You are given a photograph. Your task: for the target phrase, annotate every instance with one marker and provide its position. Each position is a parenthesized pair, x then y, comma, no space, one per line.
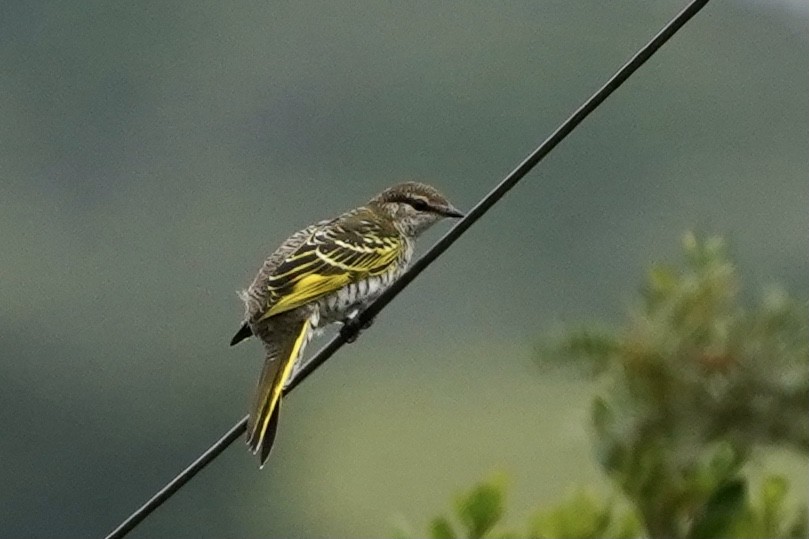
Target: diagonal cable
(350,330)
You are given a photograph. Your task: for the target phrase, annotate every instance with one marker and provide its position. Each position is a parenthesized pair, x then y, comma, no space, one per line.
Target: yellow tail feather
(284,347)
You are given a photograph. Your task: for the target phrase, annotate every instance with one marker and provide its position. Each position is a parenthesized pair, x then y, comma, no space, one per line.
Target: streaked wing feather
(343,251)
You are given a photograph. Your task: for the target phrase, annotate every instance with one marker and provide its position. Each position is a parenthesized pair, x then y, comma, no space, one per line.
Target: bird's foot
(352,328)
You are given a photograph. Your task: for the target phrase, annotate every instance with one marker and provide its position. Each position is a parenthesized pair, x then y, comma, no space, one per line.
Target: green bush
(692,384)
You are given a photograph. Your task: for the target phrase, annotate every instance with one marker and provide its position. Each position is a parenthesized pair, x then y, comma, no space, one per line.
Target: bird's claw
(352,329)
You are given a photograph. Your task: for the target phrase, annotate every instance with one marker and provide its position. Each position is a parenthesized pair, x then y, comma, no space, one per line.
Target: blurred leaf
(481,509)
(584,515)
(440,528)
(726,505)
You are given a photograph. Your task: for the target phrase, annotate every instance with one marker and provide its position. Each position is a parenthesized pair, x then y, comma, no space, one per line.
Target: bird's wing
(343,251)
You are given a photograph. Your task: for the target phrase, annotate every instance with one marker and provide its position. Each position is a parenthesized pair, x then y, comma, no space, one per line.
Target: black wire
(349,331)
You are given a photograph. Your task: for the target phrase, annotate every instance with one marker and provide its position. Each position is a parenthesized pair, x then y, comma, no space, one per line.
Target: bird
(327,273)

::::

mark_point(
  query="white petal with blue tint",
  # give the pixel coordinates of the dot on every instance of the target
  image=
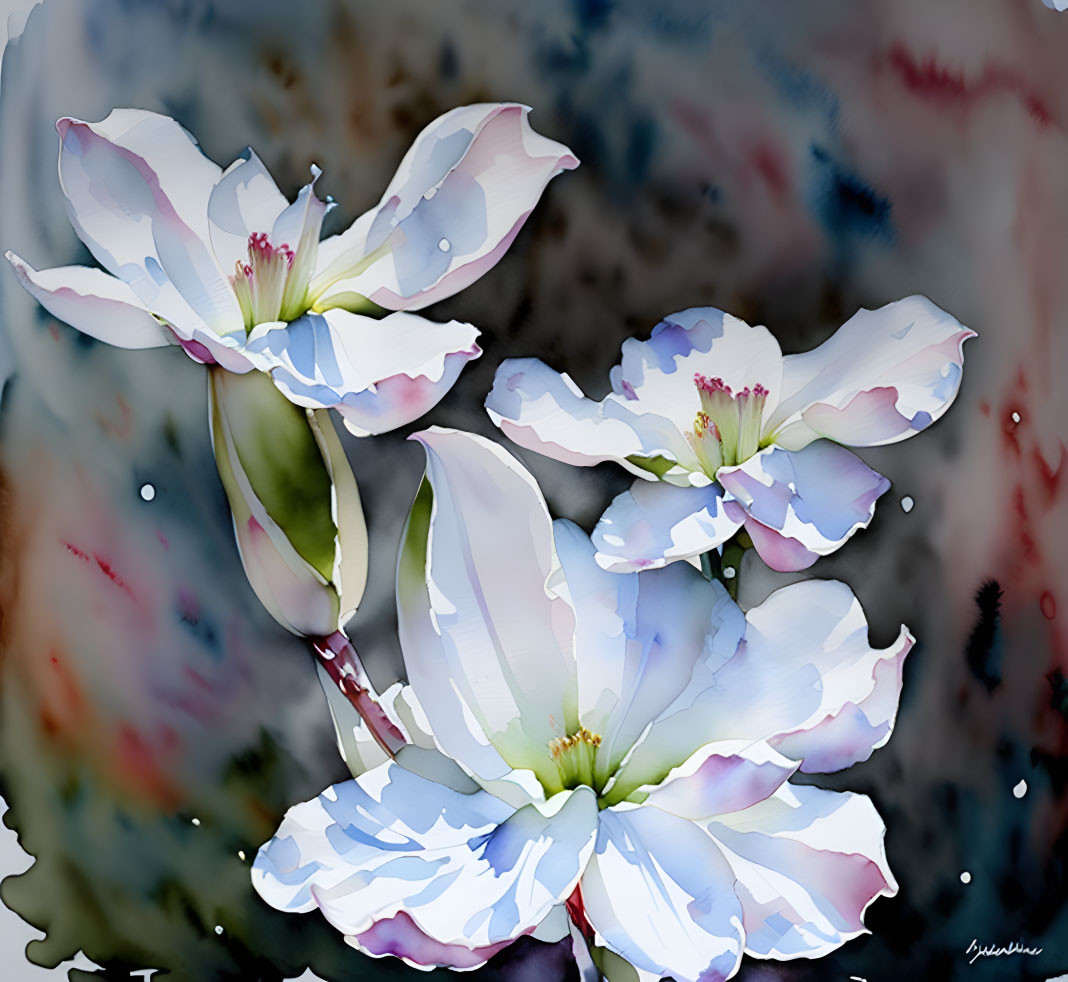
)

::::

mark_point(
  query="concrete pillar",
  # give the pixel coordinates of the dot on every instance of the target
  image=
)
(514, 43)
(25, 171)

::::

Write out every line from the entries where "query" appears.

(FINISHED EXERCISE):
  query="white petal with blue tint",
  query="concrete pillar",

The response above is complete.